Written exercise
Transcribe the listing word for word.

##### Data shown #####

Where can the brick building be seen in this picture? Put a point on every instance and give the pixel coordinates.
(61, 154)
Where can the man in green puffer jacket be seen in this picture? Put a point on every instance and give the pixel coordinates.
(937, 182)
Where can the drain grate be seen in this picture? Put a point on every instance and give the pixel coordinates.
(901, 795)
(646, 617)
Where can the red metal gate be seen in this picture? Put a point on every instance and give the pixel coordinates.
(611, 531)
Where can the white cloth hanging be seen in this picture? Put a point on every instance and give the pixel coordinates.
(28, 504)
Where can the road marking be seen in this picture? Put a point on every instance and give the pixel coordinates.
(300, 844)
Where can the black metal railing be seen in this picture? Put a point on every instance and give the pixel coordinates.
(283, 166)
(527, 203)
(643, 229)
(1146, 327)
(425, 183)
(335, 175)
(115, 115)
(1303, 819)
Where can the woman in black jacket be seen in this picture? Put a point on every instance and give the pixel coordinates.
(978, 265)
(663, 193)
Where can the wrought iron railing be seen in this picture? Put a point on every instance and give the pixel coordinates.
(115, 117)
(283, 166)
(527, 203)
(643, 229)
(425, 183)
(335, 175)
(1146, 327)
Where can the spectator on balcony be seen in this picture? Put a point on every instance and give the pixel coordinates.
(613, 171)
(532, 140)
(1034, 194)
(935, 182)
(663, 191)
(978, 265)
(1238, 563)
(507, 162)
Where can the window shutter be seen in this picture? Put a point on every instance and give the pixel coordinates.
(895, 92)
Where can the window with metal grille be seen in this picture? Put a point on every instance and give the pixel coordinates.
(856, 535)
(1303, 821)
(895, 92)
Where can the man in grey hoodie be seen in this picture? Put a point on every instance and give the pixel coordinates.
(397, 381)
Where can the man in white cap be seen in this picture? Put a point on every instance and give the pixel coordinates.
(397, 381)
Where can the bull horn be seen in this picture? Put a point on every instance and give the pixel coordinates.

#####

Reply
Where can the brick building be seen in this picture? Put a point on every instance and give the pixel coordinates.
(61, 154)
Where can the man in green puffer jacket be seen in this picture? Put a point on every instance and give the pixel coordinates.
(937, 182)
Where can the drain grate be seen in this picture? Put a point on every instance and give the pixel coordinates.
(901, 795)
(646, 617)
Where can the red metal gate be seen in this picture? Put a point on every instance and give the pixel coordinates.
(611, 531)
Where can the white cloth hanging be seen in this picture? Put a point on every instance and give the pixel coordinates.
(28, 504)
Where can the road marking be seen in this picture? Put a point on every instance and give the pixel coordinates.
(300, 844)
Where can the black metal railing be seen in this picture? Put a point on every instance and give the pixel coordinates.
(283, 166)
(527, 203)
(643, 229)
(1146, 327)
(425, 183)
(335, 175)
(115, 115)
(1303, 819)
Where can the woman in black jacket be seen in this picture? Put a point on every instance and give the pixel coordinates.
(978, 265)
(663, 193)
Where can the wrought iron railing be seen in this picture? Put a point on every instance and give the pixel coordinates.
(115, 117)
(283, 166)
(527, 203)
(643, 229)
(425, 183)
(335, 175)
(1146, 327)
Where can the spectator on balcony be seen in this picture? Put a point on every instance and give the pixel coordinates.
(613, 171)
(532, 140)
(1034, 194)
(935, 182)
(663, 191)
(978, 265)
(1238, 563)
(507, 162)
Where can the window shutter be seen in this picture? Put a point on every instance and give the pixel coordinates.
(895, 92)
Where can the window with metal grille be seen in this picture? Put a point on every instance and give the pixel coordinates.
(856, 535)
(1303, 821)
(895, 92)
Where can the man in grey hoodie be seen in this picture? Put a point on every instance and give the pixel coordinates.
(397, 381)
Where can the man in white cap be seen in this picture? Put a point on every instance and give the pixel coordinates.
(397, 381)
Where can the bull horn be seen in this picture? Put a point on every instance and give the pixel coordinates.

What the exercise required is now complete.